What the exercise asks:
Convert the lines from the line with "For the carved" to the line with "[[344, 423], [438, 224], [181, 249], [314, 216]]", both included, into a Markdown table with the columns n and Line, one row per line and blank lines left out.
>> begin Items
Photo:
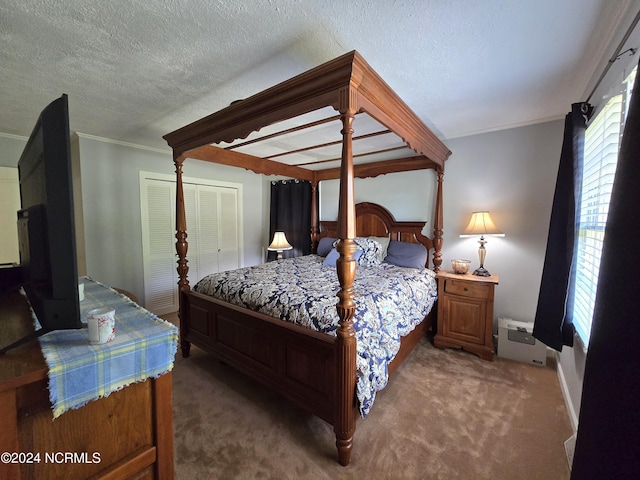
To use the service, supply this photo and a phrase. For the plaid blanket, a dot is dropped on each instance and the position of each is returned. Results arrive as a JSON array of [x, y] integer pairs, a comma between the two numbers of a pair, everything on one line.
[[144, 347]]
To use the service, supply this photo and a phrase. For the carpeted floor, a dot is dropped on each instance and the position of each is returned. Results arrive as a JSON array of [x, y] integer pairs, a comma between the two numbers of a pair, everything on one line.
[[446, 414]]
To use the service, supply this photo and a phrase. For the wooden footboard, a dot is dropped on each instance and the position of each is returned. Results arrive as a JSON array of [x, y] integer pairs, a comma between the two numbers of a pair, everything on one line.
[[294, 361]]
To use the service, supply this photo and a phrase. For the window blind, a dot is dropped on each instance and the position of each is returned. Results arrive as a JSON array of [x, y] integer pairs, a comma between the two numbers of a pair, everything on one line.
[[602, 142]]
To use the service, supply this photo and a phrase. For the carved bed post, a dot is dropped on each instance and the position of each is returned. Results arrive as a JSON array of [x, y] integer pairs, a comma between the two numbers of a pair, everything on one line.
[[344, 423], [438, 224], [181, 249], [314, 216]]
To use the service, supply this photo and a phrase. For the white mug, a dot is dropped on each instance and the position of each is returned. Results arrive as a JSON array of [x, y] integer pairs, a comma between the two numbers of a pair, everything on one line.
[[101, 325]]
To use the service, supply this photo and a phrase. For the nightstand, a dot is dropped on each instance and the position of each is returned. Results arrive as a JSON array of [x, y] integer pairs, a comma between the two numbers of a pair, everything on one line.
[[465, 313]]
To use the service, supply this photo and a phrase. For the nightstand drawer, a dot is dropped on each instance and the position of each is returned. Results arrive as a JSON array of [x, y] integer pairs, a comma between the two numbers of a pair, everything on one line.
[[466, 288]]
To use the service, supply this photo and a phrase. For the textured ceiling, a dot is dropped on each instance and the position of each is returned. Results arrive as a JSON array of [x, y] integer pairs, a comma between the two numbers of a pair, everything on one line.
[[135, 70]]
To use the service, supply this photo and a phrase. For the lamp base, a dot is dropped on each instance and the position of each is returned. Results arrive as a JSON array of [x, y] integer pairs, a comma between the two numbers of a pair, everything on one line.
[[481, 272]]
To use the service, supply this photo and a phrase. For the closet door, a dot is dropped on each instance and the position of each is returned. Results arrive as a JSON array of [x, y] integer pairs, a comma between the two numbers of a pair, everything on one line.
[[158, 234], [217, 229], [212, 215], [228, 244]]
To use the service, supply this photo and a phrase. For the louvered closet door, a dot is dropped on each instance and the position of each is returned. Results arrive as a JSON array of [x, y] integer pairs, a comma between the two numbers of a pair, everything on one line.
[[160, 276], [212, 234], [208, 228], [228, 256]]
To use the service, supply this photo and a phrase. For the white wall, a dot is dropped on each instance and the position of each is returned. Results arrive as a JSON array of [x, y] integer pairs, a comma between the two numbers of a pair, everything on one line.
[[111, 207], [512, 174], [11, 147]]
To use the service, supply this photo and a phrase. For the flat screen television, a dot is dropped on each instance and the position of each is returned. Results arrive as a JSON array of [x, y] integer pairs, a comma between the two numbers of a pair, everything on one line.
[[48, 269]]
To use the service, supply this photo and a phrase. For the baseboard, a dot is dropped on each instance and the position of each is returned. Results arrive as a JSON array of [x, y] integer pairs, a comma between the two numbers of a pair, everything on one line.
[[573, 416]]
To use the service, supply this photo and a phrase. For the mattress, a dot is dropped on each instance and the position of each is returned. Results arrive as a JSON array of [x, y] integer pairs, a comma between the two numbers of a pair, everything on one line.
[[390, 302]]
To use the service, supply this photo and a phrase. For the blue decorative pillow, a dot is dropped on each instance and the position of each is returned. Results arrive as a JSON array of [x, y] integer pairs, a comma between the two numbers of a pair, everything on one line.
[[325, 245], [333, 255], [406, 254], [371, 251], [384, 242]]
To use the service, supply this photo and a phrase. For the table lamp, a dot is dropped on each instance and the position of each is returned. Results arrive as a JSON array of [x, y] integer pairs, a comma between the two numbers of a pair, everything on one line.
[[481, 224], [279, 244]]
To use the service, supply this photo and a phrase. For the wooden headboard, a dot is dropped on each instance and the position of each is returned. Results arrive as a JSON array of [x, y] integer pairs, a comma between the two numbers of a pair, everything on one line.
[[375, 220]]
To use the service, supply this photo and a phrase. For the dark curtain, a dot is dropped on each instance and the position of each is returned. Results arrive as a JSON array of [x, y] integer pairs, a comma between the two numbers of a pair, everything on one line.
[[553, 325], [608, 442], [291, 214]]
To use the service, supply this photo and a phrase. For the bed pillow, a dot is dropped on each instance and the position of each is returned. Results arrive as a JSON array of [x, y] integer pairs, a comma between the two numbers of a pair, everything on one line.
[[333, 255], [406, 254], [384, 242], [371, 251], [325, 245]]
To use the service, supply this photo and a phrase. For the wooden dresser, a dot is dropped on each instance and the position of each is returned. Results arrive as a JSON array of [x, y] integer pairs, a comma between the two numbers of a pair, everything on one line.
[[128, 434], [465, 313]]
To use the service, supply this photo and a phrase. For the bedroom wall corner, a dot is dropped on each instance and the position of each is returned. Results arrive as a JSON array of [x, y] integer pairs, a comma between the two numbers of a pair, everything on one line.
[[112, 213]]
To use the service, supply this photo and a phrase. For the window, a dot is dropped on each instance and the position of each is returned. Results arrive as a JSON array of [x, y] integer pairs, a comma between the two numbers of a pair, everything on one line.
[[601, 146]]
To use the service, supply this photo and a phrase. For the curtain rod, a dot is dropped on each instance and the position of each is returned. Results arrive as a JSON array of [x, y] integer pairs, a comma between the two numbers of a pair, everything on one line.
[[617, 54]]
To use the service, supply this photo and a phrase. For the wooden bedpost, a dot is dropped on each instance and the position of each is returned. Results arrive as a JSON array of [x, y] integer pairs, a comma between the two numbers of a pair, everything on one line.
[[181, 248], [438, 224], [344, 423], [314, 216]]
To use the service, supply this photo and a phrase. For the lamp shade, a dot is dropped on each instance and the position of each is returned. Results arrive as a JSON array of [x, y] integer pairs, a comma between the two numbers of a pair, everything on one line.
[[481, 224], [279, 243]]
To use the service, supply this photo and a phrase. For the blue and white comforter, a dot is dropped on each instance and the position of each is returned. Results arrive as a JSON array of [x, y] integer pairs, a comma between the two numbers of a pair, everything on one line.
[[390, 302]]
>> end Items
>> begin Items
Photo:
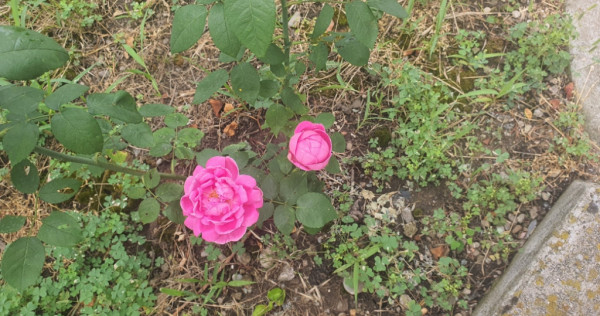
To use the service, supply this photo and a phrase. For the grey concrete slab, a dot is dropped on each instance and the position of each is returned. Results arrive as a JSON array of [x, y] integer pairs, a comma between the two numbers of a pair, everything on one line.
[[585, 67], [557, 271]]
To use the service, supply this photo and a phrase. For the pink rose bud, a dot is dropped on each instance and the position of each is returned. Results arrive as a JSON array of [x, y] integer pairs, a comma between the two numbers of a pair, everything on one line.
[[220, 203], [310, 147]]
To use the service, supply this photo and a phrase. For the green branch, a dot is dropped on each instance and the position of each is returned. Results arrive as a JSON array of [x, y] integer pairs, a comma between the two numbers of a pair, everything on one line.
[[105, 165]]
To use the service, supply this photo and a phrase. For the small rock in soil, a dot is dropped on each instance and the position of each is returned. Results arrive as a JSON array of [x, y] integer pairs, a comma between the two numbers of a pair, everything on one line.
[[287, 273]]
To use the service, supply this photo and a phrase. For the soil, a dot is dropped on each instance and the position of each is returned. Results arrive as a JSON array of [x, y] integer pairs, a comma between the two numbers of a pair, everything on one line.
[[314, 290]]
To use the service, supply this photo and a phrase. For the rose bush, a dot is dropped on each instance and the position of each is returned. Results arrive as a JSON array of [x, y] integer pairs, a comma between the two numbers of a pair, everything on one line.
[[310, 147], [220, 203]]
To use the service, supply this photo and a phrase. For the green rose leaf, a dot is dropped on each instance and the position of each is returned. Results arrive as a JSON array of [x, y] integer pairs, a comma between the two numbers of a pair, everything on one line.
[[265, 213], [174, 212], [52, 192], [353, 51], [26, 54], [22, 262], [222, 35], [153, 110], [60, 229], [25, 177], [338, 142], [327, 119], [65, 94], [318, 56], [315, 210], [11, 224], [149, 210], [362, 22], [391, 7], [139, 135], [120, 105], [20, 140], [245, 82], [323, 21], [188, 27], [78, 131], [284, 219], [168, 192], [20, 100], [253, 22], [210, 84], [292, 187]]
>> end Items
The answer:
| n | Line |
|---|---|
| 1 | To use the service, supply this photo and a phrase. For the carved bed post, a dot is dropped on each instance and the position of each is returned. Results arrive as a JSON array of [x, y] integer pairs, a comma between the two numbers of a pair, everything on one line. |
| 2 | [[344, 423], [438, 224], [181, 249], [314, 216]] |